» **Exercise text**:
= = = =
# Does neutering make your dog hungry?



## karlishug (Mar 25, 2013)

Hi am new here and I've joined in order to pick your brains...

I have a (nearly) four year old Dobermann who as I type he's trying to get on my knee (bad habit letting he do that when he was a pup). Anyhow I digress, last October I had him neutered and I've noticed since then that his appetite seems to be getting larger.

At this point I'm not too worried about his weight as he (and therefore I) is an active dog - getting two walks a day, one of which is at least an hour charging around like a nutter with my other dog. But he has gone from being a dog with a healthy appetite but not greedy, to a dog that now drools when anyone is cooking or eating. He every meal like it's his last and then stands waiting for my other dog to finish so that he can nab any leftovers. they are both on reasonable food (Fish4Dogs) and have been for a long time, plus they get 'extras' two or three times a week like fish, livers, etc..

I can't think of anything else that has changed during this time, so it has to be the op. Has anybody else come across this or should I mention it to the vet?


----------



## Malmum (Aug 1, 2010)

I think it does and with all of them I was told to immediately reduce their food intake by a third so I'm not surprised they feel hungry. An entire dog of the same size would get more food but because neutered dogs are prone to gaining weight they have less. Poor kids!


----------



## WeedySeaDragon (Oct 7, 2012)
= = = =
Collection entries
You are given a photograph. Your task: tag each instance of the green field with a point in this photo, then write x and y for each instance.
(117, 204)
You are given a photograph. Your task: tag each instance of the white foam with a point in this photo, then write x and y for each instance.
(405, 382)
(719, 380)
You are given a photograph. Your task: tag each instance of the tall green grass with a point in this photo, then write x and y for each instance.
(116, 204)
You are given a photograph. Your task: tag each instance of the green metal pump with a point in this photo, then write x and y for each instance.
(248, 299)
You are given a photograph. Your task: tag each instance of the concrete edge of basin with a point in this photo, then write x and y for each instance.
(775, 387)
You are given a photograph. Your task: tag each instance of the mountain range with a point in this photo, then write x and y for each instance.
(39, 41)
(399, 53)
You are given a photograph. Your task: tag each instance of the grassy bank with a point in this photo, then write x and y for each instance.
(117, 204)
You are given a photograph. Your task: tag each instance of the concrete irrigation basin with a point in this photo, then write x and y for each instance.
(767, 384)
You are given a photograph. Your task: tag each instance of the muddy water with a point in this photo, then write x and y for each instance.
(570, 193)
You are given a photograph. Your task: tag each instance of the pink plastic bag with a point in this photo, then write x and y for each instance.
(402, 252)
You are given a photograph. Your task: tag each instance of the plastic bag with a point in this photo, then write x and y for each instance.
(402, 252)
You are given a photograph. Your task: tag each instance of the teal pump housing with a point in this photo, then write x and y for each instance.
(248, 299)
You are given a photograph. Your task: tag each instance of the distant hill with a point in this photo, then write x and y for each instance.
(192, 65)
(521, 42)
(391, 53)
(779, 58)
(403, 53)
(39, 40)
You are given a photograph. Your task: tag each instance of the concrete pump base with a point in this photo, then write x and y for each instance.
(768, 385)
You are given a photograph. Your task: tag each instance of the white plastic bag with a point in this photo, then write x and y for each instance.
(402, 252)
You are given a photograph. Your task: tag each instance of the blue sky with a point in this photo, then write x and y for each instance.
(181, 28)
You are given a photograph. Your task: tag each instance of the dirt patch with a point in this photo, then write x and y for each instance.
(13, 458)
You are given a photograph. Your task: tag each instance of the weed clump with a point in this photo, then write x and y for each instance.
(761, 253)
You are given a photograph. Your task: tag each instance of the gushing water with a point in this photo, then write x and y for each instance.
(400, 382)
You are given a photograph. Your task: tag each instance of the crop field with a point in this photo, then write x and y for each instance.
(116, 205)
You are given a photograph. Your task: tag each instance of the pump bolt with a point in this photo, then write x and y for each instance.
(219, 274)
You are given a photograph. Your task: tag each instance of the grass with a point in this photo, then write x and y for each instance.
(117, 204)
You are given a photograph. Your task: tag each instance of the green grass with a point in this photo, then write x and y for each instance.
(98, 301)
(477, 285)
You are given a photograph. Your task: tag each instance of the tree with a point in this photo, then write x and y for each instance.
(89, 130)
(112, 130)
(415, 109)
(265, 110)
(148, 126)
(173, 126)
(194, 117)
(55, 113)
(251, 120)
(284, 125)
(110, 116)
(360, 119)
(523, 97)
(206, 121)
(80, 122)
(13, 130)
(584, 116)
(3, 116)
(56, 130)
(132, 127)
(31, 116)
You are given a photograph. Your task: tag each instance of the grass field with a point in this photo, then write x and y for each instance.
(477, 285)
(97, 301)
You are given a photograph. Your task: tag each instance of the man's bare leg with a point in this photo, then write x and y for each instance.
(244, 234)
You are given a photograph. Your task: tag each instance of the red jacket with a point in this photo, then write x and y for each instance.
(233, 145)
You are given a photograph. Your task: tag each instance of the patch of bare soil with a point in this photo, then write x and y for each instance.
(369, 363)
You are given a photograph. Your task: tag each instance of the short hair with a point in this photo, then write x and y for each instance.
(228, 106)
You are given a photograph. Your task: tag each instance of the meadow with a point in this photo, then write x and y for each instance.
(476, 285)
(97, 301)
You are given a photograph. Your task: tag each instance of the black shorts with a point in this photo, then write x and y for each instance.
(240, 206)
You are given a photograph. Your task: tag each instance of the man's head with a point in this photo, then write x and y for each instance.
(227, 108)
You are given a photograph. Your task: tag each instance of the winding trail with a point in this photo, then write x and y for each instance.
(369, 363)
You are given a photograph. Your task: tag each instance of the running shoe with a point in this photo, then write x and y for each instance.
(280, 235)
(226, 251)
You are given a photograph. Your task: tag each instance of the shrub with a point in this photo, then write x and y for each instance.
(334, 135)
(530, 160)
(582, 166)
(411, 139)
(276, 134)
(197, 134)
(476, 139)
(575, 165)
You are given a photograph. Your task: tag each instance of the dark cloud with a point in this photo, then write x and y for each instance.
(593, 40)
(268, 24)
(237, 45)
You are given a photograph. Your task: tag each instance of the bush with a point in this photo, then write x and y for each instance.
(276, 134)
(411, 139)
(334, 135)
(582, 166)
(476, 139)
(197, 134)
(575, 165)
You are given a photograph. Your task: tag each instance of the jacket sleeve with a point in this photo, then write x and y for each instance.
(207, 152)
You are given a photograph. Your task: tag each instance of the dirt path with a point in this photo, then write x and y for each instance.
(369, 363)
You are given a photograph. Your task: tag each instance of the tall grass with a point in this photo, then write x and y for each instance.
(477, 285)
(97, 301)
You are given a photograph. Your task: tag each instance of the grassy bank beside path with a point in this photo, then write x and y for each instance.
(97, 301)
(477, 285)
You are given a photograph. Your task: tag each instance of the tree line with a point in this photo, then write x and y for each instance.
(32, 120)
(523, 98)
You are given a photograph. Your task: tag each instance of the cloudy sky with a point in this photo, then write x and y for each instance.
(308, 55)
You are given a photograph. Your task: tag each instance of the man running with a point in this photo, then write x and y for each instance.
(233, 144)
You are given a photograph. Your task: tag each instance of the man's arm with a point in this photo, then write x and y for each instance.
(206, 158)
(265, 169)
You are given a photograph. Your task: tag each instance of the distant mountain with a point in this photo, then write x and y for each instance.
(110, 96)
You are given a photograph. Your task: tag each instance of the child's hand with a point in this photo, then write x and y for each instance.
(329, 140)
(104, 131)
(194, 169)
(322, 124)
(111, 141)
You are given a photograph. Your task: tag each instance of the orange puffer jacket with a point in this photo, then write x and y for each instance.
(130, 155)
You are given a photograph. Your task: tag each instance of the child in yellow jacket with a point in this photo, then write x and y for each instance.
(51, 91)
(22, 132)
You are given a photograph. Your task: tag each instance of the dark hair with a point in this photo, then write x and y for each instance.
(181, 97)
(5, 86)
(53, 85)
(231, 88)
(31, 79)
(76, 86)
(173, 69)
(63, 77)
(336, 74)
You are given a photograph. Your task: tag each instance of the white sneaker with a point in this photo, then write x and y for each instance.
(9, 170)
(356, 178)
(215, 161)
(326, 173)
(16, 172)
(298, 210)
= = = =
» **Assignment A**:
In the neutering thread, do these statements agree with the text? Answer yes or no for each, and quote the deciding words. (i) The Dobermann was neutered last October. (ii) The two dogs were only recently switched to Fish4Dogs. (iii) Malmum was told to cut the dogs' food intake by half.
» **Assignment B**:
Transcribe the neutering thread from "At this point" up to and including "(Aug 1, 2010)".

» **Problem solution A**:
(i) Yes: "last October I had him neutered"
(ii) No: "they are both on reasonable food (Fish4Dogs) and have been for a long time"
(iii) No: "I was told to immediately reduce their food intake by a third"

» **Problem solution B**:
At this point I'm not too worried about his weight as he (and therefore I) is an active dog - getting two walks a day, one of which is at least an hour charging around like a nutter with my other dog. But he has gone from being a dog with a healthy appetite but not greedy, to a dog that now drools when anyone is cooking or eating. He every meal like it's his last and then stands waiting for my other dog to finish so that he can nab any leftovers. they are both on reasonable food (Fish4Dogs) and have been for a long time, plus they get 'extras' two or three times a week like fish, livers, etc..

I can't think of anything else that has changed during this time, so it has to be the op. Has anybody else come across this or should I mention it to the vet?


----------



## Malmum (Aug 1, 2010)